---------- DATA SECTION ----------

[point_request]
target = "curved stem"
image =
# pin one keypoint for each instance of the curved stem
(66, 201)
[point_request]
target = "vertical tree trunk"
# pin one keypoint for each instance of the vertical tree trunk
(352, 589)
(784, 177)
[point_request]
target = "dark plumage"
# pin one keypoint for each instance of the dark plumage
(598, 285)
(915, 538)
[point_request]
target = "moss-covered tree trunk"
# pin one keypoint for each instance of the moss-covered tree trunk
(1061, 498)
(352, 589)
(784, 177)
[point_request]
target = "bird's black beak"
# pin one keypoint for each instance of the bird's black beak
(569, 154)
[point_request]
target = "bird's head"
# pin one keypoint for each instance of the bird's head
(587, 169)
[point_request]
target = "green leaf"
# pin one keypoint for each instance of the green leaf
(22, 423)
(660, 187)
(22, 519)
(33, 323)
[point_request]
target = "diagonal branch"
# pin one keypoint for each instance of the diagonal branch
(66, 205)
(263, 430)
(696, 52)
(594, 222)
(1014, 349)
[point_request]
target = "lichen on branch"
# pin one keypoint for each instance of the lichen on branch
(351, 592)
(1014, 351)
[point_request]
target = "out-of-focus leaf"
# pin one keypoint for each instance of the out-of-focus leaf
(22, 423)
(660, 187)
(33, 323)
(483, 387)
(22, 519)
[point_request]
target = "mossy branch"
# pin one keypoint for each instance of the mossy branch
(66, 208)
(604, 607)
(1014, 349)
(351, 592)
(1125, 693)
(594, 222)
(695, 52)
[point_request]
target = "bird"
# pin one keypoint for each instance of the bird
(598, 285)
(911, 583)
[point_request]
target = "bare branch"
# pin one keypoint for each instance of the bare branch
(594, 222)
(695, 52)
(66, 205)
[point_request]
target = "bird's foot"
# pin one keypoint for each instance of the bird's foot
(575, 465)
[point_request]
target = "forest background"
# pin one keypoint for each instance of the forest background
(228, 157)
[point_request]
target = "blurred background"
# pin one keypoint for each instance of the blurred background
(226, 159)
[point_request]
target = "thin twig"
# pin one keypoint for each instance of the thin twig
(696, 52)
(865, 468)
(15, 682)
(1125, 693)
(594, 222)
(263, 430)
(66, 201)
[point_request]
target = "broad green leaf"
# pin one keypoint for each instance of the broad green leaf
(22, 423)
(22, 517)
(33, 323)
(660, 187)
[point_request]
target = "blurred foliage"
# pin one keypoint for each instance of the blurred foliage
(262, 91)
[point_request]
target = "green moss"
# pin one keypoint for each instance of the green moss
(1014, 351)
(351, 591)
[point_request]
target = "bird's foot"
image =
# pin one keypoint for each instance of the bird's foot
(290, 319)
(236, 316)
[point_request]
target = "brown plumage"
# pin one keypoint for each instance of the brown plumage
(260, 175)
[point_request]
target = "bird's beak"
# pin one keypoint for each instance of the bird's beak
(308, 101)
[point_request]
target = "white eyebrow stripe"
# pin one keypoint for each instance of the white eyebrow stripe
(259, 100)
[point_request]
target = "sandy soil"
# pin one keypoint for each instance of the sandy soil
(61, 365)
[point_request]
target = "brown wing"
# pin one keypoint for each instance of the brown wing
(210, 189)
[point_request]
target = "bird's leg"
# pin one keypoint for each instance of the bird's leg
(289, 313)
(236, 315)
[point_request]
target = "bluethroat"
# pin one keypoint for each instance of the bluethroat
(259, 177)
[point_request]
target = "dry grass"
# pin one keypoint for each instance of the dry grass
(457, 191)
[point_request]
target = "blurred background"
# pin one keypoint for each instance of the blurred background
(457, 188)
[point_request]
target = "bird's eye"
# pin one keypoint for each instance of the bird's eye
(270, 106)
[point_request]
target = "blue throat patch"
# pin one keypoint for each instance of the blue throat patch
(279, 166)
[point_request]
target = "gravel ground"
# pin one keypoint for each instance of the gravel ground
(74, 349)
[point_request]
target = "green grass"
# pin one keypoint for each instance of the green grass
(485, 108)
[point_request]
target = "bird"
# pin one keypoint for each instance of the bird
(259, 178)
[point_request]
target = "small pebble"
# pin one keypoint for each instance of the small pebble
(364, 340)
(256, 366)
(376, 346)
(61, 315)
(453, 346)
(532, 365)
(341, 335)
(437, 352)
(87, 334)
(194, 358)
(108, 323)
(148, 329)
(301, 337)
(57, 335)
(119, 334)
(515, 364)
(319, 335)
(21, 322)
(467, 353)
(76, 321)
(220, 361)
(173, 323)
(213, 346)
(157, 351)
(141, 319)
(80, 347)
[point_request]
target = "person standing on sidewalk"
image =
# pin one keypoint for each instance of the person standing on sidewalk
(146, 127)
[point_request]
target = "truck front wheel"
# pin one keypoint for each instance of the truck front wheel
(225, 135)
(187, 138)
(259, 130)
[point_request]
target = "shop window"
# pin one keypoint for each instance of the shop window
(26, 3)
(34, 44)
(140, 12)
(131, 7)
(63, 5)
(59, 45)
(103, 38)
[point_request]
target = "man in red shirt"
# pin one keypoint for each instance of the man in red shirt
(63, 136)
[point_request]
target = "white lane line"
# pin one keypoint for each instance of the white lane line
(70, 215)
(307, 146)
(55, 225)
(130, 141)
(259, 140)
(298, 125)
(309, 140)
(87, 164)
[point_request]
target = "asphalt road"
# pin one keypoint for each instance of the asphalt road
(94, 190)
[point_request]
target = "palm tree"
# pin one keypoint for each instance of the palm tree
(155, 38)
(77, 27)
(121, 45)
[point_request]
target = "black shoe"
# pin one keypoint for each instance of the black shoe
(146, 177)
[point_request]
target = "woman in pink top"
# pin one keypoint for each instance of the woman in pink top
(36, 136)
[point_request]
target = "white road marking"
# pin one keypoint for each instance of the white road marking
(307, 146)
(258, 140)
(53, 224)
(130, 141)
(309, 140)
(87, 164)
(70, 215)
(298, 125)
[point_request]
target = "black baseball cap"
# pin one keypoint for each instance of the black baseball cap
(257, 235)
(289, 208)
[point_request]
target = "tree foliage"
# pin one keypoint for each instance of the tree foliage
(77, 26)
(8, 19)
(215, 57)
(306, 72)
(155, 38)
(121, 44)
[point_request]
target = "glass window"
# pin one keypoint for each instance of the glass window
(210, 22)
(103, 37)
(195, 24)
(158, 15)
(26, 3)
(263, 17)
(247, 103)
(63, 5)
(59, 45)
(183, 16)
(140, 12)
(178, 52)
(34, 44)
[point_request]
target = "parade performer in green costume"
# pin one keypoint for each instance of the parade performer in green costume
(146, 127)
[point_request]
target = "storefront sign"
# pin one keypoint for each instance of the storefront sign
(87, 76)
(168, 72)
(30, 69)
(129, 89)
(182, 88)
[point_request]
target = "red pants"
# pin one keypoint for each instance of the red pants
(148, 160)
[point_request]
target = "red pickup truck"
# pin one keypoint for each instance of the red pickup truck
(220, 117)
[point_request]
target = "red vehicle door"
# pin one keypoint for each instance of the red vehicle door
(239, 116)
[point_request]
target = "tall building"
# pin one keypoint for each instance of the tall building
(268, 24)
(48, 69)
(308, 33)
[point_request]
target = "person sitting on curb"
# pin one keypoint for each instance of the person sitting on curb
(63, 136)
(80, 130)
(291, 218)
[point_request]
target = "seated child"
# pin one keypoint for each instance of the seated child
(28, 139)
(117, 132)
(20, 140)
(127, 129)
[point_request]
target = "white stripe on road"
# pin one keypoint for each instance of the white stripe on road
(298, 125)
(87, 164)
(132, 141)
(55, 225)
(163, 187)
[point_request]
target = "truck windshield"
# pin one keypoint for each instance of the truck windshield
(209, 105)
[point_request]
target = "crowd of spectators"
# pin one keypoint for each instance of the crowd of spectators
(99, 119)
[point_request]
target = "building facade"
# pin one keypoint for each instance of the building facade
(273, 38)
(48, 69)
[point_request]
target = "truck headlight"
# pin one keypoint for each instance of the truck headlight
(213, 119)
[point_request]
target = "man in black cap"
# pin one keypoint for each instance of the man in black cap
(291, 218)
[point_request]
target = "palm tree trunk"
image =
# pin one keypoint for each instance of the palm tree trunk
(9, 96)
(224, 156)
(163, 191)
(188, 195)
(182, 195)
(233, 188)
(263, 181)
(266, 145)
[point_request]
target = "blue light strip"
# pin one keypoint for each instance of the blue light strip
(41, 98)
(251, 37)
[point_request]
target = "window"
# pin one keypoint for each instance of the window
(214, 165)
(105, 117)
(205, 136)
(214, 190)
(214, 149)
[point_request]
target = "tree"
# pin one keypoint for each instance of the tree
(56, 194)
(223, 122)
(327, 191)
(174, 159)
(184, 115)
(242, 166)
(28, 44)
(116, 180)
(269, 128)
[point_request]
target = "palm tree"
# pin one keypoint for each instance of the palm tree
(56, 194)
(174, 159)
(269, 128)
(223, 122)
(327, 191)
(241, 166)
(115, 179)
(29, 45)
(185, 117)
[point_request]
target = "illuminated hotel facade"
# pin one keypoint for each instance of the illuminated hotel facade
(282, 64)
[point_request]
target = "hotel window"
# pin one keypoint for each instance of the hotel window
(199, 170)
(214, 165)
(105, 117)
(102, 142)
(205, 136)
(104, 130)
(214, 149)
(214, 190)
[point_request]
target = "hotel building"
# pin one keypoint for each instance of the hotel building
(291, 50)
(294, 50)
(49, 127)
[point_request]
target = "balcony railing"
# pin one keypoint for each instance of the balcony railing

----------

## PROBLEM TO WORK ON
Where a line above holds the string "railing", copy that line.

## SOLUTION TO THE EXERCISE
target = "balcony railing"
# pin one keypoint for each instance of the balcony railing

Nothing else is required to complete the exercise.